## INSTRUÇÕES DA TAREFA
Prossiga com o trecho sobre a ação popular contra o licenciamento minerário em Minas Gerais, escrevendo a continuação a partir da última frase apresentada.

## TRECHO PARA LEITURA
Sob essa ótica, argumenta-se que apesar da defesa de que o empreendimento seria apto a gerar desenvolvimento econômico da região e possibilitar a criação de milhares de postos de trabalho, não há como desconsiderar que a exploração minerária na região poderia também causar irremediável dano ao meio ambiente e ao patrimônio paisagístico.

Nesse sentido, a título de mera ilustração, cabe mencionar a ação popular interposta em face do Estado de Minas Gerais, Vale S/A e Mineração Taquaril S/A, pela vereadora de Belo Horizonte, Duda Salabert Rosa (autos 5020547-95.2002.8.13.0362, em tramite, perante a 5ª Vara da Fazenda Pública e Autarquias da Comarca de Belo Horizonte), objetivando a concessão da medida liminar para que seja determinada a paralisação do citado licenciamento ambiental. Na ação, a autora além de apontar ameaça de lesão ao meio ambiente — em virtude da ausência de estudo ambiental suficiente —, ainda alega existência de ilegalidade/vício formal no procedimento de autorização para a instalação do empreendimento. De forma sintetizada, denuncia a autora ter havido condescendência estatal face a instalação de empreendimentos de extração de minério de ferro sem a apresentação de estudos ambientais hábeis a equacionar os riscos representados pelos eventos climáticos extremos, o que, segundo alega a impetrante, constituiria omissão gravíssima e reduziria o princípio da proteção ambiental a nível intolerável. No caso sob exame, inclusive, o Ministério Público de Minas Gerais (MP-MG), chegou a conceder parecer favorável à pretensão liminar formulada pela vereadora, acrescentando ter ajuizado ação civil pública (nº 5052107-55.2022.8.13.0024), em virtude de também ter constatado vícios de ordem procedimental e material no procedimento administrativo.

Com isso, é de se notar que além de possibilitar a tutela de direitos metaindividuais, o manejo da ação popular — aliado à mobilização de diversas entidades e associações da sociedade civil — também acaba propiciando o amplo debate e discussão sobre a matéria, a qual, por certo, repercute na esfera jurídica de toda a comunidade local. A ação constitui, ainda, importante forma de controle social de um fenômeno difuso, viabilizando que o próprio cidadão esteja apto a questionar a legalidade e legitimidade de atos estatais que afetam a vida de um número considerável de pessoas.

Por oportuno, note-se que a ação popular constitui-se remédio constitucional, de caráter cívico, que possibilita à qualquer cidadão (indivíduo dotado de capacidade eleitoral ativa — nacional no gozo de seus direitos políticos) o controle da legalidade dos atos administrativos, objetivando, especificamente, conforme preceitua o artigo 5°, LXXIII, da CF/88, a anulação ou declaração de nulidade de ato lesivo ao patrimônio público, à moralidade administrativa, ao meio ambiente e ao patrimônio histórico e cultural.

## Trechos de conjunto de dados de rotulagem de pontos
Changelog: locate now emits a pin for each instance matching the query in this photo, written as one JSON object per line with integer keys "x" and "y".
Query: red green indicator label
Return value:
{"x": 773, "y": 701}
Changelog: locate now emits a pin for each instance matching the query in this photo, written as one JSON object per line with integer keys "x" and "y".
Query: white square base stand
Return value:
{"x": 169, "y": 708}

==

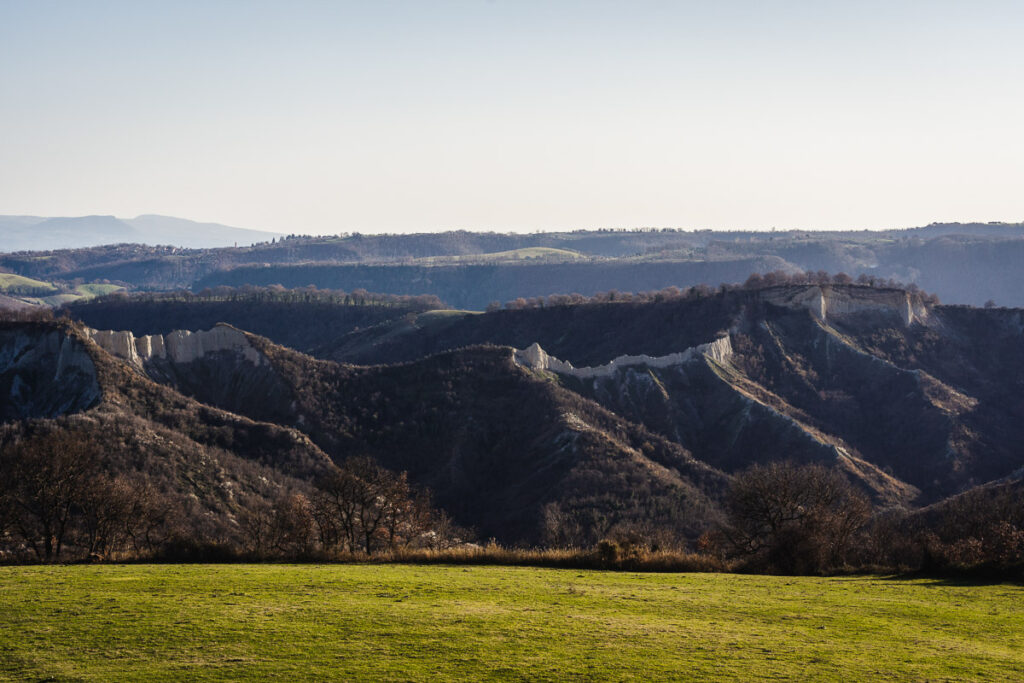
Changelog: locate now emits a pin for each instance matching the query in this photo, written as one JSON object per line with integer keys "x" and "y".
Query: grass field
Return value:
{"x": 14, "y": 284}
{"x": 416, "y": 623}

## RESPOSTA ESCRITA
Com referência à cidadania ativa no Estado democrático de Direito, Mário Lúcio Quintão Soares (2017, p. 159) assinala que esta "pressupõe um cidadão político, capaz de influir concretamente na transformação da sociedade e apto a fazer valer suas reivindicações perante os governos".

Por derradeiro, há que se fazer referência, ainda que de forma sucinta, ao fato de que o desenvolvimento sustentável — que pressupõe o equilíbrio entre desenvolvimento econômico e preservação do meio ambiente, em busca da sadia qualidade de vida a todos — encontra fundamento no artigo 170 da CF/88, o qual, de forma expressa, expõe que a ordem econômica deve observar o princípio da defesa do meio ambiente, o qual, frise-se, constitui objeto de tutela da ação constitucional acima mencionada.

Torna-se imperioso, pois, reconhecer a ação popular figura, inegavelmente, como importante instrumento de democracia direta e participação popular, nada obstante se reconheça que no contexto da modernidade prevaleça, nos grandes Estados, a democracia representativa, seja pela extensão dos seus territórios, seja pela imensidão e complexidade da sua população.

A despeito disso, assevera-se, desde logo, que embora se perceba que a política majoritária (conduzida por representantes eleitos) seja um componente vital para a democracia, esta não pode ser tratada apenas em sua dimensão formal, conforme pondera Barroso (2015, p. 4). É de se notar, pois, que seguindo a tendência contemporânea, consistente na busca por legitimidade normativa do poder constituinte (que se encontra intimamente relacionada à noção de democracia), encampada pelo espírito democrático de seu processo de elaboração, a Constituição brasileira, além de afirmar o pluralismo como um dos fundamentos do Estado, nasceu com o objetivo de ampliar a capacidade de participação do povo nas tomadas de decisão por parte deste, recuperando a noção de democracia direta, bem como com a finalidade de fortalecer a democracia representativa, sem se olvidar dos benefícios da democracia participativa.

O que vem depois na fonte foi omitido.